Excerpt to read:
###
Although Landsbankinn hf. was established on 7. October 2008, its roots extend as far back as 1886. The Bank is owned by the National Treasury of Iceland, which holds a 98.2% stake, Landsbankinn hf., which holds about 1.5% of own shares, around 900 current and former employees as well as former guarantee capital owners of the savings banks Sparisjóður Vestmannaeyja and Sparisjóður Norðurlands, other than the Icelandic state, own around 0.3% of the Bank's shares.
The largest financial undertaking in Iceland, Landsbankinn provides reliable, comprehensive financial services to individuals, corporates and investors throughout Iceland based on long-lasting business relationships. Landsbankinn operates the most extensive branch network of any Icelandic bank.
The Treasury's holding in Landsbankinn is administered by Icelandic State Financial Investments, which was established following the banking collapse in 2010. Its purpose is to control the state's holdings in financial undertakings in accordance with current legislation, good business and corporate governance practice and the state's ownership strategy, providing them with funding as necessary through budget allocations. Icelandic State Financial Investments elects seven board members at the Bank's AGM.
###
Excerpted data:
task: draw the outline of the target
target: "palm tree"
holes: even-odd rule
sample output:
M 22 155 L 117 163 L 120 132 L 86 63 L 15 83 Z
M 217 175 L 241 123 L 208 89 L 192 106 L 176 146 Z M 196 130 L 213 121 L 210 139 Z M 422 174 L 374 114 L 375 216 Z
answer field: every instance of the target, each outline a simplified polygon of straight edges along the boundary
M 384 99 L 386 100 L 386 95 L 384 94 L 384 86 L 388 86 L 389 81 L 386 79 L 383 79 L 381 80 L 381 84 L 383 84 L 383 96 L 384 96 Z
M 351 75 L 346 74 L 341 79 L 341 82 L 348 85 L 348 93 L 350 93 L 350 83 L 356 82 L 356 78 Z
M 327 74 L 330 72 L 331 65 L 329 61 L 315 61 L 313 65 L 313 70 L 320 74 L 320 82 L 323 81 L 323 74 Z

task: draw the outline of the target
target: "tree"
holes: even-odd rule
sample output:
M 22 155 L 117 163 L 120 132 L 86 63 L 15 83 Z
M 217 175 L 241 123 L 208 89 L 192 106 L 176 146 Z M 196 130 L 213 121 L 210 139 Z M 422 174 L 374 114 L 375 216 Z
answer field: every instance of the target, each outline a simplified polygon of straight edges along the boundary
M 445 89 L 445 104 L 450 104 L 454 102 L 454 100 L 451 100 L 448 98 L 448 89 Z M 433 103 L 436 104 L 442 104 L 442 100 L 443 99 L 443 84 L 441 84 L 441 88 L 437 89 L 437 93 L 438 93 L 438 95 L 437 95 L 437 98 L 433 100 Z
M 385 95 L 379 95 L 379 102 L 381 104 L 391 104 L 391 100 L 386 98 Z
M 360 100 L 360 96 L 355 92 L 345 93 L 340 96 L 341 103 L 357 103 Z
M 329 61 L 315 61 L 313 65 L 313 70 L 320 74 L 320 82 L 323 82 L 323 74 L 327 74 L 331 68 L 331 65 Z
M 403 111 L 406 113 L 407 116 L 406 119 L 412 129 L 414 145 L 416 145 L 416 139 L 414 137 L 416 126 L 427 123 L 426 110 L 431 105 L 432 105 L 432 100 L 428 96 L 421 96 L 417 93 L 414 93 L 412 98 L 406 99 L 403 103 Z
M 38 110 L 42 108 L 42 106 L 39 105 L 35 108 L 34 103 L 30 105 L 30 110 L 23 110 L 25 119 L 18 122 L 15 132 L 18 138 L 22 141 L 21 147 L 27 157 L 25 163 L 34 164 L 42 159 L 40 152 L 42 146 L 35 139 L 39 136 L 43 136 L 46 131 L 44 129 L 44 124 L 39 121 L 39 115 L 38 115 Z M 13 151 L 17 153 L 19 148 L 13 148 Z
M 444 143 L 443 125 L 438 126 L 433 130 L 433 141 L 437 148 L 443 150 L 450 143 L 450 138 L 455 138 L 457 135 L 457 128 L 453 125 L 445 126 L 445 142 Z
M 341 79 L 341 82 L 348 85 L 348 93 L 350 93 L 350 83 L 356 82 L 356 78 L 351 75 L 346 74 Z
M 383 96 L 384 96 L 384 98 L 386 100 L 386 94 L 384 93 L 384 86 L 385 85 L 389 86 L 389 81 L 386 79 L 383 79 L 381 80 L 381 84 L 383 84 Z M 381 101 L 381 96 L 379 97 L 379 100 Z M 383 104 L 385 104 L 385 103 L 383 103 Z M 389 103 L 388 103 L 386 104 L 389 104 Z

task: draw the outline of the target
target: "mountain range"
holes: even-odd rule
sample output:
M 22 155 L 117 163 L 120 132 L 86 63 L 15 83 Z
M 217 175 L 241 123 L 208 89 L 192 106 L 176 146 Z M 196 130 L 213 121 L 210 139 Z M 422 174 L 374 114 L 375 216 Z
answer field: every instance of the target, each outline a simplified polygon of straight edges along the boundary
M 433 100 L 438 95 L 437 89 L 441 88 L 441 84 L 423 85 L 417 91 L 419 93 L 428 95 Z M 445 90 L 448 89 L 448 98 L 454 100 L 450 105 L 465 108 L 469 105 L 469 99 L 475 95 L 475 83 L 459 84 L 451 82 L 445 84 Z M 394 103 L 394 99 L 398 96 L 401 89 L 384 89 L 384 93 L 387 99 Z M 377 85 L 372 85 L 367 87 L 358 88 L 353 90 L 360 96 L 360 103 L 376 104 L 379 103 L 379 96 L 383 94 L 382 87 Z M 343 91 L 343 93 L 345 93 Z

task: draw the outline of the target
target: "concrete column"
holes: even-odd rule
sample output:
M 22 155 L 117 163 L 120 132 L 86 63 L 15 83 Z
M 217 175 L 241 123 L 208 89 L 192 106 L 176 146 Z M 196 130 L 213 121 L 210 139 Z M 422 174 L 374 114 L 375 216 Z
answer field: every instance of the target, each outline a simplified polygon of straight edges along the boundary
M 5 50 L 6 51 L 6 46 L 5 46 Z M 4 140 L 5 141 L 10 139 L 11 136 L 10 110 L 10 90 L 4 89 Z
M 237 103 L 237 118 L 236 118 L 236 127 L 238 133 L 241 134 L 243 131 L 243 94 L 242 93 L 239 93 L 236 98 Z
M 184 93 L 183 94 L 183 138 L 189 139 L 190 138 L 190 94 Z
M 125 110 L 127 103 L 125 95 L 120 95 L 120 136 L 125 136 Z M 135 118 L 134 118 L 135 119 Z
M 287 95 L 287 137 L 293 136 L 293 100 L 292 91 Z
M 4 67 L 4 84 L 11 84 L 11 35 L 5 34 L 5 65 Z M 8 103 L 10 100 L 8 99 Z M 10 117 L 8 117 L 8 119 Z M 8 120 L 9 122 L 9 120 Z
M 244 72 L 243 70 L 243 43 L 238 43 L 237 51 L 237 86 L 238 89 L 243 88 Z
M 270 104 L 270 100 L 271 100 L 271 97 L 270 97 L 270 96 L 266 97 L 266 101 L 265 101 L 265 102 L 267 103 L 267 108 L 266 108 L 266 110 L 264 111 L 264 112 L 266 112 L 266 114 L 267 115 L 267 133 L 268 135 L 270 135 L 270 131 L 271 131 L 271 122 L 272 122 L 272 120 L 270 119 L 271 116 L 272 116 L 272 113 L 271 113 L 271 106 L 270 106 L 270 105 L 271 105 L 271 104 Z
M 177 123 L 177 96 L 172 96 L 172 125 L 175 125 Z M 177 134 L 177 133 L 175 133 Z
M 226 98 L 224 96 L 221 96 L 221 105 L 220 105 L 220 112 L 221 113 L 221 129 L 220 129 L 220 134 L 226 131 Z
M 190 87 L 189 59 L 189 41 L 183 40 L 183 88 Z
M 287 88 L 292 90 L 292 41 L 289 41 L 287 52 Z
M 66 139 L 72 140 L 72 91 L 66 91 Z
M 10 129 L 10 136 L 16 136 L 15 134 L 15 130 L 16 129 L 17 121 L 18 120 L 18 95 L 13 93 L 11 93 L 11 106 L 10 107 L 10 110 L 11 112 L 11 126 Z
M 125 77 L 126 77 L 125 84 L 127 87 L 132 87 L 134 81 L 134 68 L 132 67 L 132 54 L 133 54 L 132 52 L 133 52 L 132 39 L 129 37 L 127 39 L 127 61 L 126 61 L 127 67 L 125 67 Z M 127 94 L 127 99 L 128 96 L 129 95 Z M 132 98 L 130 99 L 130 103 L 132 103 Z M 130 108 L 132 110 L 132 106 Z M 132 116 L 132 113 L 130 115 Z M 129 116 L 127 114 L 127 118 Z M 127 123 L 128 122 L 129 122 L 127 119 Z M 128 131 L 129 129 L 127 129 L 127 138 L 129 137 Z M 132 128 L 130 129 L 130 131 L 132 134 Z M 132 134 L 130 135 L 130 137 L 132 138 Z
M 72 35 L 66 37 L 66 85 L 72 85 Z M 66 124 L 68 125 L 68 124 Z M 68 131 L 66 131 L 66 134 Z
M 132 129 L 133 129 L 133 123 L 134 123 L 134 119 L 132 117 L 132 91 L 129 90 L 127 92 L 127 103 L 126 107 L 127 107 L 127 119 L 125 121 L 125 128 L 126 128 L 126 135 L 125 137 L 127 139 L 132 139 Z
###
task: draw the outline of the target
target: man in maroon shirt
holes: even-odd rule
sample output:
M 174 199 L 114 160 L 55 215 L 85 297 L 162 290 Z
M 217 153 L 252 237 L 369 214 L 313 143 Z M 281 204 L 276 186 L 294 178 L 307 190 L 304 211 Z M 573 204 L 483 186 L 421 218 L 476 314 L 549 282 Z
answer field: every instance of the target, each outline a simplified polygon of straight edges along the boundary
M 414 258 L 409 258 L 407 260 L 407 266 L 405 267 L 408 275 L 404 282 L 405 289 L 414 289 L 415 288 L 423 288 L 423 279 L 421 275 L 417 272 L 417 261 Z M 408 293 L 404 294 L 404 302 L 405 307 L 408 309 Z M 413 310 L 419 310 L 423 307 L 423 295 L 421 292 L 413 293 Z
###
Set exercise 1:
Extract the passage of the Landsbankinn text from "The Treasury's holding" to "the Bank's AGM.".
Set exercise 2:
Using the Landsbankinn text, answer these questions:
(a) What percentage stake in the Bank does the National Treasury of Iceland hold?
(b) Which Icelandic bank operates the most extensive branch network?
(c) How many board members does Icelandic State Financial Investments elect at the Bank's AGM?
The rows were drawn from a separate source.

Written answer 1:
The Treasury's holding in Landsbankinn is administered by Icelandic State Financial Investments, which was established following the banking collapse in 2010. Its purpose is to control the state's holdings in financial undertakings in accordance with current legislation, good business and corporate governance practice and the state's ownership strategy, providing them with funding as necessary through budget allocations. Icelandic State Financial Investments elects seven board members at the Bank's AGM.

Written answer 2:
(a) 98.2%
(b) Landsbankinn
(c) Seven